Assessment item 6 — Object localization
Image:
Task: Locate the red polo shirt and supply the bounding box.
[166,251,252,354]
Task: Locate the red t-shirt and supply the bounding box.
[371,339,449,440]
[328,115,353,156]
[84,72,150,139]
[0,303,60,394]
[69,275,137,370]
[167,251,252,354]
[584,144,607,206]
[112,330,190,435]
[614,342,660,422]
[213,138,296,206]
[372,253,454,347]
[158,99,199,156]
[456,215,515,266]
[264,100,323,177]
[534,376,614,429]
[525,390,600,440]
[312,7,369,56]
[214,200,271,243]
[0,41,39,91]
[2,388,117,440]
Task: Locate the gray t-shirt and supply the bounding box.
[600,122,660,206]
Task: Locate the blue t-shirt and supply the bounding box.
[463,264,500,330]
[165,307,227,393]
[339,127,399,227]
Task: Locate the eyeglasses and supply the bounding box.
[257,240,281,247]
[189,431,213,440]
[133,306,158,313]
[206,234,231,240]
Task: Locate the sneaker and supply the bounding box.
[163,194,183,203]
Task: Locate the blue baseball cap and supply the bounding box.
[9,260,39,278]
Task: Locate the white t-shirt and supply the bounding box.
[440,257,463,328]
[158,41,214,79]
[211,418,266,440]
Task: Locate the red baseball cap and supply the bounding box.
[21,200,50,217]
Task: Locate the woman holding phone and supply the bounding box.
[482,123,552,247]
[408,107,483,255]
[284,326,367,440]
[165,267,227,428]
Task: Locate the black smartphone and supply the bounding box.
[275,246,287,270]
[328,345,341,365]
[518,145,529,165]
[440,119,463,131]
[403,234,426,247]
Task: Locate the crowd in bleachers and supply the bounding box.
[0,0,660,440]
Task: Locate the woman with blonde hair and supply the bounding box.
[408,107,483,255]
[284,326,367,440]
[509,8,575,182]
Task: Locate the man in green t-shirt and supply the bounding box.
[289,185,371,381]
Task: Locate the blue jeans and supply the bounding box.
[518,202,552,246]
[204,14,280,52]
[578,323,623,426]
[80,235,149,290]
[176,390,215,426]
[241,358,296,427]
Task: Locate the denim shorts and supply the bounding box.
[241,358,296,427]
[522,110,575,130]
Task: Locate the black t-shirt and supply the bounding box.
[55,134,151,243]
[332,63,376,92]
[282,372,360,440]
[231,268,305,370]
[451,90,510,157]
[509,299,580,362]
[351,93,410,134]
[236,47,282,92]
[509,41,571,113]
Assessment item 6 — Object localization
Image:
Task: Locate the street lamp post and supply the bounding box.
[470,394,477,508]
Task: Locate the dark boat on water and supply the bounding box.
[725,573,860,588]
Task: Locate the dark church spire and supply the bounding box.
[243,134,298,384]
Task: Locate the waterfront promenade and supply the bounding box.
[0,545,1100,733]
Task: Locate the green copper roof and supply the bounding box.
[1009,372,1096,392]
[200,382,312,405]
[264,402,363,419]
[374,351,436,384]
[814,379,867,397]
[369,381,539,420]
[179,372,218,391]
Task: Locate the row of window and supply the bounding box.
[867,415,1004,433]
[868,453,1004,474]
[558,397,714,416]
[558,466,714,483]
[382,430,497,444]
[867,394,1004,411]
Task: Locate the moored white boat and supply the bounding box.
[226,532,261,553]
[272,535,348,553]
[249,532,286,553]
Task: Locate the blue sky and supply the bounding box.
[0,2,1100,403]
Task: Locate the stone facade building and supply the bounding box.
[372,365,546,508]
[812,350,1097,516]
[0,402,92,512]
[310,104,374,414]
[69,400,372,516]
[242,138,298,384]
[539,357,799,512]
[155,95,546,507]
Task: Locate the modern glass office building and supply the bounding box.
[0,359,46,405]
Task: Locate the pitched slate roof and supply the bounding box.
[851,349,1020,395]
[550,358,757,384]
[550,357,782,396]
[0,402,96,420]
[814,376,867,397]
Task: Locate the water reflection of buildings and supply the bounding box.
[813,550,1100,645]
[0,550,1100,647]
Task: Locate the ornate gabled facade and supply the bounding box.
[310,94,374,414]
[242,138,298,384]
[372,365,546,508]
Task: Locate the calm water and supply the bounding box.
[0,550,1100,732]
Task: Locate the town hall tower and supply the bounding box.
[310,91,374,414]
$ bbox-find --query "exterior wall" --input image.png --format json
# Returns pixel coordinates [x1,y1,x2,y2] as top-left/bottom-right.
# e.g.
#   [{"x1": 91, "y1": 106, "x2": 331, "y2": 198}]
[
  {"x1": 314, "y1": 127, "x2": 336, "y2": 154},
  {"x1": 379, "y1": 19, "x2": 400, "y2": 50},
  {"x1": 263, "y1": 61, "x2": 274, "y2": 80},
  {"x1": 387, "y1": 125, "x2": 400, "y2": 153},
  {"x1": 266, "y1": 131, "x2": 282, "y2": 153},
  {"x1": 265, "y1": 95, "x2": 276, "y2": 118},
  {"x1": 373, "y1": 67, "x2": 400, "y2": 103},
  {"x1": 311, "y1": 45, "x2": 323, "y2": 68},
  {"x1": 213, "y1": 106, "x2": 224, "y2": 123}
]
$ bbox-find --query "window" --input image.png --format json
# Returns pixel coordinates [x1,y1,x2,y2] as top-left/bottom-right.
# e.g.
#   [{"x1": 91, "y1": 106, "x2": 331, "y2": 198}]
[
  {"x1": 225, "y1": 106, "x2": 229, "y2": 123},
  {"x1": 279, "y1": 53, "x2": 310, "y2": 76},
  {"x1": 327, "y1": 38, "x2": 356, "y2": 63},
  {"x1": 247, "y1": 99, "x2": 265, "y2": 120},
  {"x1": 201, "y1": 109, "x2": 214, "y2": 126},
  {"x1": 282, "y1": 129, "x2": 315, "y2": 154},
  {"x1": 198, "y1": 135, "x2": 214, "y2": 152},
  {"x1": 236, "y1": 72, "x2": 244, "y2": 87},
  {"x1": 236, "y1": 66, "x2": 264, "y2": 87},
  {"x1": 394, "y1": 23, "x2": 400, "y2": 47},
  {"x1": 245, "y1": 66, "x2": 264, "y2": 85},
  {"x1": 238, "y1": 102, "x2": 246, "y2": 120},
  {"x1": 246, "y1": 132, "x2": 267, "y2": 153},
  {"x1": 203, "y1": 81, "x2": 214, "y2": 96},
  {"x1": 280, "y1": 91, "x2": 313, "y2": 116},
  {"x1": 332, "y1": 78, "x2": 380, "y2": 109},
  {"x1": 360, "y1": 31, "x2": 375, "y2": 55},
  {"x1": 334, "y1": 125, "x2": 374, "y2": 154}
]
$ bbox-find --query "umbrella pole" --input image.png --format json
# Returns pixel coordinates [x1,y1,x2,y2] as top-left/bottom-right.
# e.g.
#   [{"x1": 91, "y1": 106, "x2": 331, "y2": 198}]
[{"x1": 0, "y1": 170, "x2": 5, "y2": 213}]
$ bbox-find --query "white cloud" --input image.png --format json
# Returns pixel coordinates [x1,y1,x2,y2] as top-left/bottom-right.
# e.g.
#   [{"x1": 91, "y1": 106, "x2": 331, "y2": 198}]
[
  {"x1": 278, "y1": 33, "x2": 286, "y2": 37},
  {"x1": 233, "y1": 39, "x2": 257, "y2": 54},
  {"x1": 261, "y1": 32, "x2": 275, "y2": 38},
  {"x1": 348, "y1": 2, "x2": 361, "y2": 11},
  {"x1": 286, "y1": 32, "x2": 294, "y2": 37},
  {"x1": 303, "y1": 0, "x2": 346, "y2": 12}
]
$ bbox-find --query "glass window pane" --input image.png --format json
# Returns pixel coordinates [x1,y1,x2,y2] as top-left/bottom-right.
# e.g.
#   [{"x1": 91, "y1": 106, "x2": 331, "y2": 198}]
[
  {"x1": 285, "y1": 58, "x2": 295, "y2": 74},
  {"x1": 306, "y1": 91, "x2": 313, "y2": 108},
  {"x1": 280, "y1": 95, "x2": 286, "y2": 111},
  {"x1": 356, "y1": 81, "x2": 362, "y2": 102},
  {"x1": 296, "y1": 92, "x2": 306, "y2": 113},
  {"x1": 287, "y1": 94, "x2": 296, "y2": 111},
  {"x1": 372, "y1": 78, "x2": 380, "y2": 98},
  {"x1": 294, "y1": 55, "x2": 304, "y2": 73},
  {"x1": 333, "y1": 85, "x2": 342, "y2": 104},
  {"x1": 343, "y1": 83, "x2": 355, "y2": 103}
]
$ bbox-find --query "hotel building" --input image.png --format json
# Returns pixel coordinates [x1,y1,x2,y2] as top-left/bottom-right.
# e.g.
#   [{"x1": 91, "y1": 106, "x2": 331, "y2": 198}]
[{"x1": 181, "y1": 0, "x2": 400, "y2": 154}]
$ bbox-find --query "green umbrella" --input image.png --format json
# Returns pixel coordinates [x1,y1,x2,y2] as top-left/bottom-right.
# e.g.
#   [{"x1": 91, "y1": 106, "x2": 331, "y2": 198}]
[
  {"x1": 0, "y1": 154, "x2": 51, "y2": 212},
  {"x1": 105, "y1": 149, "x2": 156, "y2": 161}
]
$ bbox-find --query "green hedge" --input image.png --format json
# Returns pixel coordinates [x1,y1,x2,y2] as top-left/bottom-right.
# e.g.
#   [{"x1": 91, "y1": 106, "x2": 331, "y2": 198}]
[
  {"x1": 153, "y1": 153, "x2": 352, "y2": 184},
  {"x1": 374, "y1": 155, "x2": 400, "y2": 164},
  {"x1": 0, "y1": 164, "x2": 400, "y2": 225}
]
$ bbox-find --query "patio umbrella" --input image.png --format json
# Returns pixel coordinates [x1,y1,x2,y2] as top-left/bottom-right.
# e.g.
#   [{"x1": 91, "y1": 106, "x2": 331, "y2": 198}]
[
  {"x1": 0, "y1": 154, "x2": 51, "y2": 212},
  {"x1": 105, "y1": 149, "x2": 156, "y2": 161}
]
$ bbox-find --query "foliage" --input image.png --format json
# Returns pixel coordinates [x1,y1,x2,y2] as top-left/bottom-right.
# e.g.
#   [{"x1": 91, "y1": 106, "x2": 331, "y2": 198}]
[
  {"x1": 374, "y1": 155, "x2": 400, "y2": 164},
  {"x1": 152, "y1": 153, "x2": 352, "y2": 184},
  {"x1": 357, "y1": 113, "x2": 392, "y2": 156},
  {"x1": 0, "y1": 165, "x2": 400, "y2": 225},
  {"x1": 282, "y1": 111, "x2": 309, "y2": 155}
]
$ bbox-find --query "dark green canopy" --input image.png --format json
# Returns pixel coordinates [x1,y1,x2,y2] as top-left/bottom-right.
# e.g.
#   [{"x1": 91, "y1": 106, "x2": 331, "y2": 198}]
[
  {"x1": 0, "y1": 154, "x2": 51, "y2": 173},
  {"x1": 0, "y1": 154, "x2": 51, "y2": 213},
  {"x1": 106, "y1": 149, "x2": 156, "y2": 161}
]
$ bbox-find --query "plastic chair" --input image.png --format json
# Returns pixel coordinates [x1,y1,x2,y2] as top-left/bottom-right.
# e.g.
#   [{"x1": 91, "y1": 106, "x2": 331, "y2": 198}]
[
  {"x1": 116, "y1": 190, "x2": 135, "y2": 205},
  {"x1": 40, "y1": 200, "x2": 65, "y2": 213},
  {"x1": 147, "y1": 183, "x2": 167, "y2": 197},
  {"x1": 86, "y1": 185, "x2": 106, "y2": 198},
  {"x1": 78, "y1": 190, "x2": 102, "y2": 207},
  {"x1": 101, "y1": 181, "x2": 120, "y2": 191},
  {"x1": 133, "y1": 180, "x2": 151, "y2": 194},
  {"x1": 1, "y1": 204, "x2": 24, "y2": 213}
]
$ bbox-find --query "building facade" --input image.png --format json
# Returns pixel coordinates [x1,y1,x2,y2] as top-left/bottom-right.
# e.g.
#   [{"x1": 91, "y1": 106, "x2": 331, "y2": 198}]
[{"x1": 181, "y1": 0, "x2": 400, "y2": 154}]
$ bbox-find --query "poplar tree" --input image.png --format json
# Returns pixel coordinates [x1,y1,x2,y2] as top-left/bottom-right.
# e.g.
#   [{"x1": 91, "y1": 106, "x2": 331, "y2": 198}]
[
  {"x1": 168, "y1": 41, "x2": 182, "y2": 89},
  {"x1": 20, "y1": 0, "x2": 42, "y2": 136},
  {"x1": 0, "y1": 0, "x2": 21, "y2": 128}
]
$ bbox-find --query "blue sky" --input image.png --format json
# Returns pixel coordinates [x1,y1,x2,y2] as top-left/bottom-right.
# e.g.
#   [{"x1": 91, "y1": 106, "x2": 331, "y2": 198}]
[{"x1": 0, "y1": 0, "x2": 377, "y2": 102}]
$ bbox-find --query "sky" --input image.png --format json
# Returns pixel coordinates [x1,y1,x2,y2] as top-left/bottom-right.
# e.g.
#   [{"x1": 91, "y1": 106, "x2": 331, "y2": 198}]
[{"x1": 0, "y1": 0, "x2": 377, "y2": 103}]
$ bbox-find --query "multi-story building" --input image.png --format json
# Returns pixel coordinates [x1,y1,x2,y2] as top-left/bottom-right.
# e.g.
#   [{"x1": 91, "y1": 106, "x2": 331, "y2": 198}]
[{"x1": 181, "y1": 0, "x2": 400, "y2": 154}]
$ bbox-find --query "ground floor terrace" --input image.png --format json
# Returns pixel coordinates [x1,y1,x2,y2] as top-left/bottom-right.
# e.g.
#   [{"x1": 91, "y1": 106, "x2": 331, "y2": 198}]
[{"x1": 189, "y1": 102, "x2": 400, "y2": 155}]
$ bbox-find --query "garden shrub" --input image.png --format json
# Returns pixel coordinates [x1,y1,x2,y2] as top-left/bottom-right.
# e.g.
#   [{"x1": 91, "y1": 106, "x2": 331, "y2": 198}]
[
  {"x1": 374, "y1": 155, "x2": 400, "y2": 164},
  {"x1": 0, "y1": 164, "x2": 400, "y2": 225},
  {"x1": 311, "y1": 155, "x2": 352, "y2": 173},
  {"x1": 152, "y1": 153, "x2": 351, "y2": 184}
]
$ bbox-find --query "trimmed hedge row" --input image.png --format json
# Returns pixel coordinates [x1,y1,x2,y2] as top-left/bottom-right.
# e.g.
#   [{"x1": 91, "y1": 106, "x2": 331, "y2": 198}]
****
Problem details
Present the listing from its first line through the line containing "[339,127,399,227]", both included, as a numbered list with blank lines omitted.

Task solution
1. Assessment item 6 — Object localization
2. Image:
3. Task: Locate the red polo shirt and supply the bounding box.
4. [166,251,252,354]
5. Task: Locate the red t-shirt and supply the bounding box.
6. [371,339,449,440]
7. [328,115,353,156]
8. [84,72,150,139]
9. [0,303,60,394]
10. [69,275,137,370]
11. [167,251,252,354]
12. [584,144,607,206]
13. [112,330,190,435]
14. [614,342,660,422]
15. [213,138,296,206]
16. [372,253,454,347]
17. [158,99,199,156]
18. [456,215,515,266]
19. [264,100,323,177]
20. [534,376,614,429]
21. [525,390,600,440]
22. [312,7,369,56]
23. [214,200,271,243]
24. [0,41,39,91]
25. [2,388,117,440]
26. Task: Locate the gray t-shirt and supply the bounding box.
27. [600,122,660,206]
28. Task: Locate the blue t-shirt and supply the bounding box.
29. [463,264,500,330]
30. [165,307,227,393]
31. [339,127,399,227]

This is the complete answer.